Photo-based referring expression data:

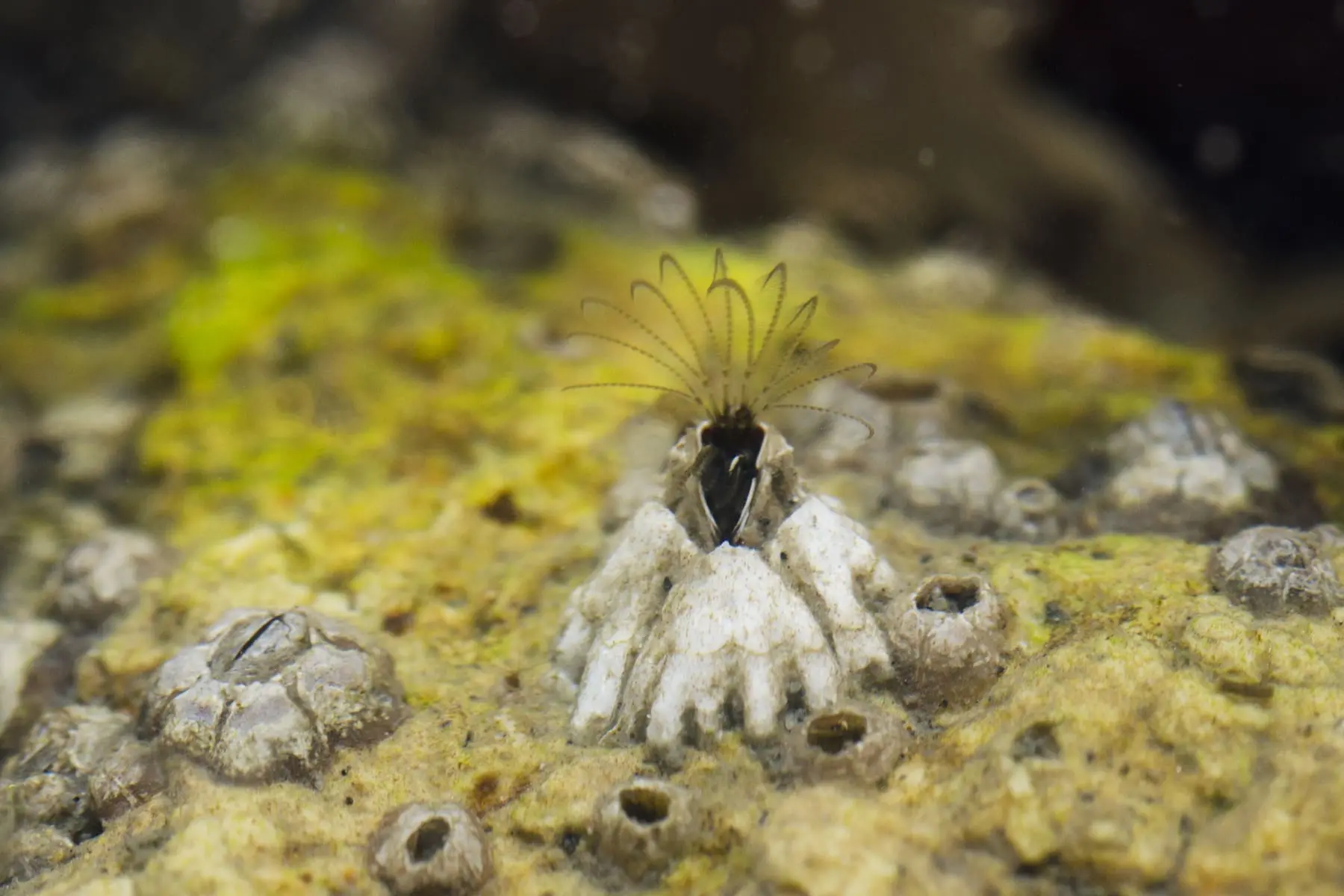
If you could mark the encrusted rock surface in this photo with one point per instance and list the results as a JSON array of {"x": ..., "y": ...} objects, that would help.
[{"x": 362, "y": 430}]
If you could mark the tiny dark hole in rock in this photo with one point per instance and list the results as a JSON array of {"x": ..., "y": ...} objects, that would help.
[
  {"x": 503, "y": 509},
  {"x": 835, "y": 731},
  {"x": 905, "y": 390},
  {"x": 398, "y": 623},
  {"x": 1055, "y": 615},
  {"x": 1036, "y": 742},
  {"x": 949, "y": 597},
  {"x": 428, "y": 840},
  {"x": 645, "y": 805}
]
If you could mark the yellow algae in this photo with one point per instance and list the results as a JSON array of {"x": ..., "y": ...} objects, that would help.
[{"x": 363, "y": 426}]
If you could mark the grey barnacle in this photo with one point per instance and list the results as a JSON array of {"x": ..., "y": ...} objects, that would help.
[
  {"x": 1183, "y": 472},
  {"x": 738, "y": 590},
  {"x": 269, "y": 695}
]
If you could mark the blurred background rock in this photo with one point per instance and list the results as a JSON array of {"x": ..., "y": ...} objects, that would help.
[{"x": 1175, "y": 161}]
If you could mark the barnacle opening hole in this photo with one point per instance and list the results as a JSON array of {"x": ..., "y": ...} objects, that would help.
[
  {"x": 949, "y": 594},
  {"x": 836, "y": 731},
  {"x": 645, "y": 805},
  {"x": 1035, "y": 497},
  {"x": 428, "y": 840},
  {"x": 897, "y": 388}
]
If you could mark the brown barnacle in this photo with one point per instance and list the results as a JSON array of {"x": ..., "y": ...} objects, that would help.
[
  {"x": 641, "y": 828},
  {"x": 947, "y": 640},
  {"x": 851, "y": 743},
  {"x": 1275, "y": 571},
  {"x": 430, "y": 848}
]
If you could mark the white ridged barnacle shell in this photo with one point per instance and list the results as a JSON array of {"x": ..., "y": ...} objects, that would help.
[{"x": 670, "y": 630}]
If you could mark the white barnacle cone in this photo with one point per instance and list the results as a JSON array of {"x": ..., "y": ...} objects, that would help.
[
  {"x": 947, "y": 640},
  {"x": 734, "y": 591}
]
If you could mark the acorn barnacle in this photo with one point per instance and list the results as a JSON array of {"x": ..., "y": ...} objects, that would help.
[
  {"x": 734, "y": 593},
  {"x": 730, "y": 373}
]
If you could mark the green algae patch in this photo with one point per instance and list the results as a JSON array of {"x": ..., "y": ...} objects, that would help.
[{"x": 363, "y": 426}]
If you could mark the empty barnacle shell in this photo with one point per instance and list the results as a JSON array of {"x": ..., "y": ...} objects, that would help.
[
  {"x": 268, "y": 695},
  {"x": 1028, "y": 511},
  {"x": 430, "y": 848},
  {"x": 1273, "y": 571},
  {"x": 735, "y": 591},
  {"x": 947, "y": 640},
  {"x": 643, "y": 827},
  {"x": 848, "y": 743}
]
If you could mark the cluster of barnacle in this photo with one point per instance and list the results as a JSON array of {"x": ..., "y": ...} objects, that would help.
[
  {"x": 732, "y": 595},
  {"x": 1176, "y": 470}
]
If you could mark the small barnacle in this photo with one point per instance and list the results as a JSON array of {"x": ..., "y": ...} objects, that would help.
[
  {"x": 643, "y": 827},
  {"x": 1028, "y": 511},
  {"x": 268, "y": 696},
  {"x": 102, "y": 576},
  {"x": 948, "y": 484},
  {"x": 948, "y": 638},
  {"x": 850, "y": 743},
  {"x": 769, "y": 586},
  {"x": 1183, "y": 472},
  {"x": 78, "y": 768},
  {"x": 430, "y": 848},
  {"x": 1272, "y": 571}
]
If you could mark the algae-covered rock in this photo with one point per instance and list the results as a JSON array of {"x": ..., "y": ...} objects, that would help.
[{"x": 359, "y": 430}]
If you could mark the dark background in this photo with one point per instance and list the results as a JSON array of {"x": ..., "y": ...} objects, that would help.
[{"x": 1175, "y": 161}]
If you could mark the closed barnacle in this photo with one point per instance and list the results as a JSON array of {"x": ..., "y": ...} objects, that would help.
[
  {"x": 850, "y": 743},
  {"x": 89, "y": 435},
  {"x": 101, "y": 576},
  {"x": 34, "y": 665},
  {"x": 78, "y": 768},
  {"x": 268, "y": 695},
  {"x": 31, "y": 850},
  {"x": 947, "y": 640},
  {"x": 430, "y": 849},
  {"x": 949, "y": 485},
  {"x": 1275, "y": 571},
  {"x": 643, "y": 827},
  {"x": 1028, "y": 511},
  {"x": 1183, "y": 472}
]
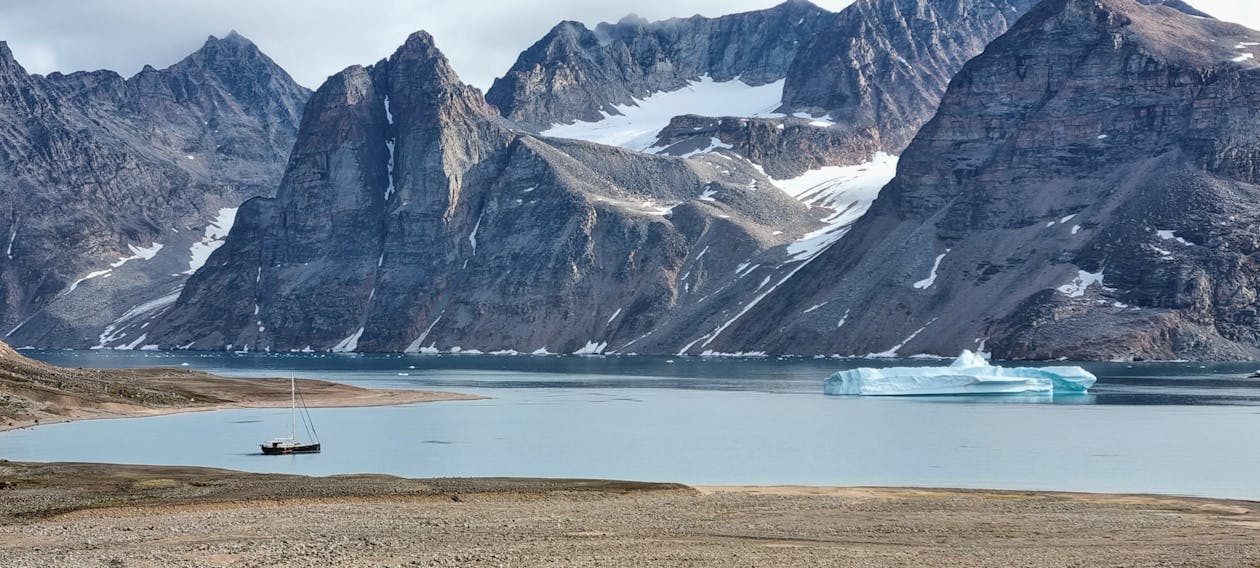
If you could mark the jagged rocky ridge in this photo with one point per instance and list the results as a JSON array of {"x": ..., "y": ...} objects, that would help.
[
  {"x": 1088, "y": 189},
  {"x": 107, "y": 183},
  {"x": 854, "y": 83},
  {"x": 413, "y": 217}
]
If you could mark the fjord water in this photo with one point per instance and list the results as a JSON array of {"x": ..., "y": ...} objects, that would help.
[{"x": 1169, "y": 428}]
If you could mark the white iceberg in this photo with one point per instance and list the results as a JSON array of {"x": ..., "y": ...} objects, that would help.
[{"x": 968, "y": 374}]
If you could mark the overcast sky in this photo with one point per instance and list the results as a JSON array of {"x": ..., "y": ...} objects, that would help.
[{"x": 315, "y": 38}]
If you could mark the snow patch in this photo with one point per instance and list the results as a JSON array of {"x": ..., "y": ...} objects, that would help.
[
  {"x": 139, "y": 253},
  {"x": 892, "y": 352},
  {"x": 349, "y": 344},
  {"x": 1084, "y": 280},
  {"x": 473, "y": 234},
  {"x": 931, "y": 277},
  {"x": 216, "y": 232},
  {"x": 13, "y": 234},
  {"x": 592, "y": 348},
  {"x": 415, "y": 346},
  {"x": 847, "y": 190},
  {"x": 1172, "y": 236}
]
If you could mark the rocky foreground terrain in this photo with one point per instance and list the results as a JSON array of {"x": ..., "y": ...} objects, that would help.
[{"x": 72, "y": 515}]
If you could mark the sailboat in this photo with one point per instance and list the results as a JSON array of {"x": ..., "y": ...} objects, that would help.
[{"x": 291, "y": 445}]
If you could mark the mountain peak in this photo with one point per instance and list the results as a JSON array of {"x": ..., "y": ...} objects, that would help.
[
  {"x": 8, "y": 64},
  {"x": 232, "y": 40},
  {"x": 1168, "y": 30},
  {"x": 421, "y": 58}
]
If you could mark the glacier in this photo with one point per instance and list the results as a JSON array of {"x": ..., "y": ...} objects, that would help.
[{"x": 968, "y": 374}]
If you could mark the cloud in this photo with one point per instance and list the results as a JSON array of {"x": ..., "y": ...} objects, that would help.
[
  {"x": 316, "y": 38},
  {"x": 309, "y": 38}
]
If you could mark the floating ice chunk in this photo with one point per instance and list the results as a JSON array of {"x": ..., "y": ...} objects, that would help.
[{"x": 968, "y": 374}]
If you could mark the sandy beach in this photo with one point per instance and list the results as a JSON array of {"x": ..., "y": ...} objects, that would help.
[{"x": 72, "y": 515}]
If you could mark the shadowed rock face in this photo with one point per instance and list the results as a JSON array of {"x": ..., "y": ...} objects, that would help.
[
  {"x": 95, "y": 166},
  {"x": 1088, "y": 189},
  {"x": 413, "y": 217}
]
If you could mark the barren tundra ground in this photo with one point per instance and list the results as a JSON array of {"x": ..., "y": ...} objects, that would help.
[{"x": 82, "y": 515}]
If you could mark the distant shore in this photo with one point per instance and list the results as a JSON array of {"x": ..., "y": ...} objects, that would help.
[
  {"x": 37, "y": 393},
  {"x": 90, "y": 514},
  {"x": 250, "y": 393}
]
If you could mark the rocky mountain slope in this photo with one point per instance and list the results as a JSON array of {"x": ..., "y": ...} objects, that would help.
[
  {"x": 577, "y": 73},
  {"x": 820, "y": 88},
  {"x": 115, "y": 189},
  {"x": 413, "y": 217},
  {"x": 1088, "y": 189}
]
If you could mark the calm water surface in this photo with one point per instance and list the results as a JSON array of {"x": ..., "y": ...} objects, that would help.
[{"x": 1172, "y": 428}]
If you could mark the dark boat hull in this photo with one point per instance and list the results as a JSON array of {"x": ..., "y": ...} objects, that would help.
[{"x": 275, "y": 450}]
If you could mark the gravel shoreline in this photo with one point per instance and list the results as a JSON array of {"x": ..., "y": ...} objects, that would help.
[{"x": 81, "y": 514}]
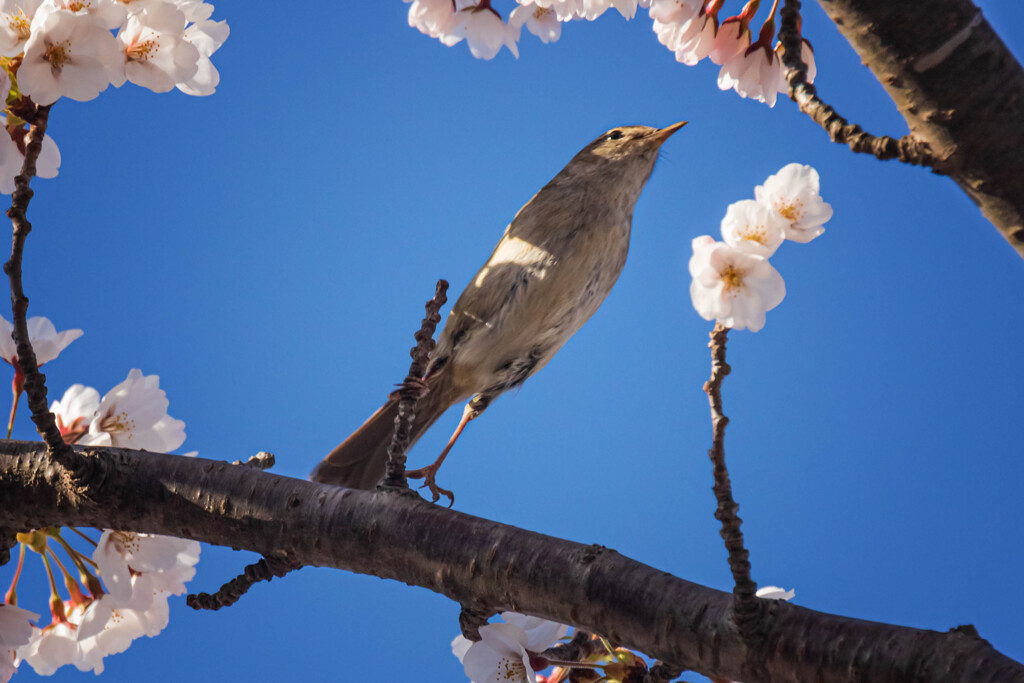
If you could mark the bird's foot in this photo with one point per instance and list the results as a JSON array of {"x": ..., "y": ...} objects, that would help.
[
  {"x": 427, "y": 474},
  {"x": 413, "y": 386}
]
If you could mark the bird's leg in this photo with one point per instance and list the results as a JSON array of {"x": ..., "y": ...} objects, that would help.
[{"x": 471, "y": 412}]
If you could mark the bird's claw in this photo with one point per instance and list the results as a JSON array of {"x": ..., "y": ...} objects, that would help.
[
  {"x": 413, "y": 387},
  {"x": 427, "y": 474}
]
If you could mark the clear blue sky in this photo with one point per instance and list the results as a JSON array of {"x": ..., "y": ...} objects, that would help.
[{"x": 267, "y": 251}]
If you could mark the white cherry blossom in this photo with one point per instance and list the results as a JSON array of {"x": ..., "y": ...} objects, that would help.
[
  {"x": 753, "y": 227},
  {"x": 207, "y": 36},
  {"x": 132, "y": 416},
  {"x": 15, "y": 631},
  {"x": 755, "y": 73},
  {"x": 793, "y": 194},
  {"x": 434, "y": 17},
  {"x": 677, "y": 23},
  {"x": 503, "y": 651},
  {"x": 50, "y": 648},
  {"x": 15, "y": 25},
  {"x": 731, "y": 287},
  {"x": 156, "y": 52},
  {"x": 732, "y": 38},
  {"x": 542, "y": 22},
  {"x": 775, "y": 593},
  {"x": 109, "y": 13},
  {"x": 68, "y": 55},
  {"x": 807, "y": 53},
  {"x": 565, "y": 10},
  {"x": 46, "y": 341},
  {"x": 12, "y": 158},
  {"x": 118, "y": 554},
  {"x": 484, "y": 32}
]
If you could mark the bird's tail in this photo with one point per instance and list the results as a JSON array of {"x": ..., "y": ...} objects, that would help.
[{"x": 358, "y": 462}]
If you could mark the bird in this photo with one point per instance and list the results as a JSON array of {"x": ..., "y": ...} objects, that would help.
[{"x": 552, "y": 268}]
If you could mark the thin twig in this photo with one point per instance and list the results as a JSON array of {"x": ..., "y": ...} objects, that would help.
[
  {"x": 471, "y": 619},
  {"x": 413, "y": 389},
  {"x": 35, "y": 381},
  {"x": 906, "y": 148},
  {"x": 267, "y": 567},
  {"x": 663, "y": 673},
  {"x": 745, "y": 604},
  {"x": 261, "y": 461}
]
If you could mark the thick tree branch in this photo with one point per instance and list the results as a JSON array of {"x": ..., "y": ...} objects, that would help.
[
  {"x": 960, "y": 89},
  {"x": 475, "y": 561}
]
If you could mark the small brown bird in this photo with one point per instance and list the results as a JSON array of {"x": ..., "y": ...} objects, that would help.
[{"x": 555, "y": 264}]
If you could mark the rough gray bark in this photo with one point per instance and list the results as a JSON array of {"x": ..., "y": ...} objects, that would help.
[
  {"x": 484, "y": 565},
  {"x": 957, "y": 86}
]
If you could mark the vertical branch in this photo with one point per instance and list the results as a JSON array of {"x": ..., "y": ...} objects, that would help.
[
  {"x": 907, "y": 148},
  {"x": 413, "y": 388},
  {"x": 745, "y": 609},
  {"x": 35, "y": 381}
]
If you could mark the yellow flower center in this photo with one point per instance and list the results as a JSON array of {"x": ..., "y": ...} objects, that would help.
[
  {"x": 511, "y": 670},
  {"x": 141, "y": 50},
  {"x": 792, "y": 212},
  {"x": 119, "y": 422},
  {"x": 755, "y": 233},
  {"x": 18, "y": 24},
  {"x": 57, "y": 53},
  {"x": 732, "y": 279}
]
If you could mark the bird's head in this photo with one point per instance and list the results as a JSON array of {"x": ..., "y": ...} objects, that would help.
[{"x": 622, "y": 153}]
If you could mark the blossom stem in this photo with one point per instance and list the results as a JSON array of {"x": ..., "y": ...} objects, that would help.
[
  {"x": 413, "y": 388},
  {"x": 76, "y": 557},
  {"x": 745, "y": 604},
  {"x": 15, "y": 386},
  {"x": 35, "y": 383},
  {"x": 11, "y": 596}
]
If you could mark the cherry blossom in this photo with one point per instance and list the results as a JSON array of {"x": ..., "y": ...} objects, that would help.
[
  {"x": 753, "y": 227},
  {"x": 15, "y": 25},
  {"x": 684, "y": 28},
  {"x": 434, "y": 17},
  {"x": 12, "y": 157},
  {"x": 484, "y": 31},
  {"x": 775, "y": 593},
  {"x": 15, "y": 631},
  {"x": 68, "y": 55},
  {"x": 732, "y": 38},
  {"x": 504, "y": 649},
  {"x": 731, "y": 287},
  {"x": 542, "y": 22},
  {"x": 564, "y": 9},
  {"x": 156, "y": 52},
  {"x": 132, "y": 415},
  {"x": 52, "y": 647},
  {"x": 207, "y": 36},
  {"x": 793, "y": 194},
  {"x": 46, "y": 341},
  {"x": 807, "y": 54}
]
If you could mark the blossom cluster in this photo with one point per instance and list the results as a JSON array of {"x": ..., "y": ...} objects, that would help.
[
  {"x": 76, "y": 48},
  {"x": 140, "y": 571},
  {"x": 505, "y": 650},
  {"x": 733, "y": 283},
  {"x": 121, "y": 593},
  {"x": 689, "y": 28}
]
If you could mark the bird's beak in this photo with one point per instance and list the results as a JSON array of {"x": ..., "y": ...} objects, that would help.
[{"x": 667, "y": 132}]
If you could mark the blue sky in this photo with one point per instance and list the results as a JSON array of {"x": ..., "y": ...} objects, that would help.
[{"x": 267, "y": 251}]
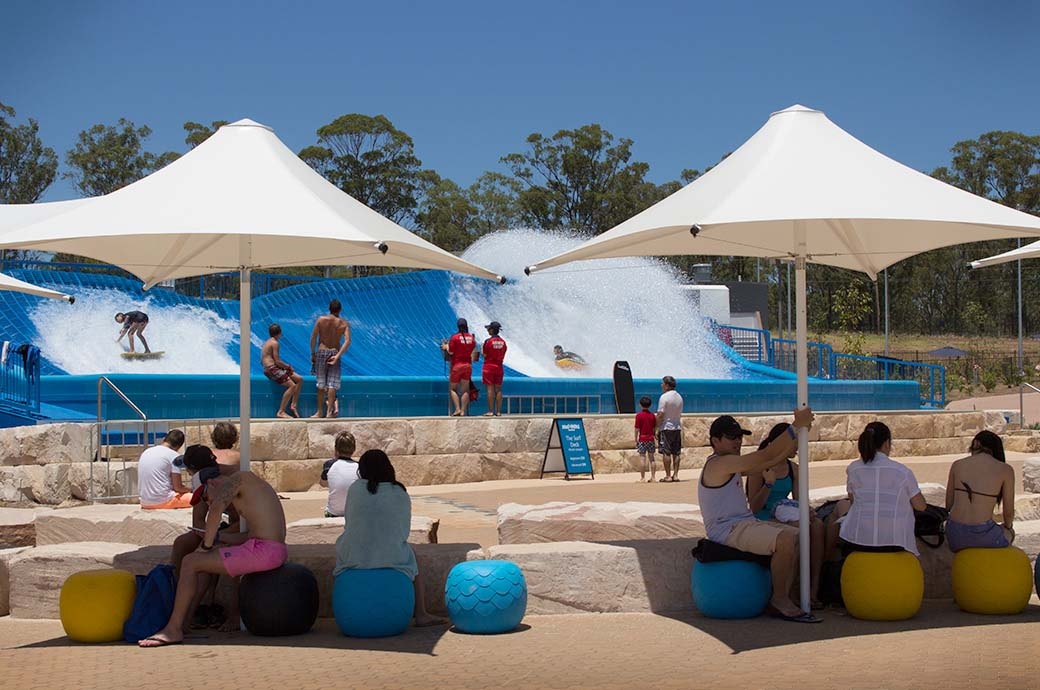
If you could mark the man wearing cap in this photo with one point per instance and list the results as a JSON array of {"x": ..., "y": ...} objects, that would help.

* _PROBLEM_: Write out again, exactly, each line from the one containing "If you could mark the bird's beak" through the last line of the entries, and omit every picture.

* _TASK RESPONSE_:
If you could mark the bird's beak in this photo with one point per instance and list the results as a JSON array of {"x": ..., "y": ...} objects, that would help.
[{"x": 667, "y": 132}]
If you could mark the blue sky in this photo with one point per instance and list the results as a JSON array of {"x": ..., "y": ...} objects, that would help.
[{"x": 267, "y": 251}]
If you could mark the man wearing cap in this photo with one point per instance and list the results as a JSON array of {"x": ..., "y": ...} objects, that would help.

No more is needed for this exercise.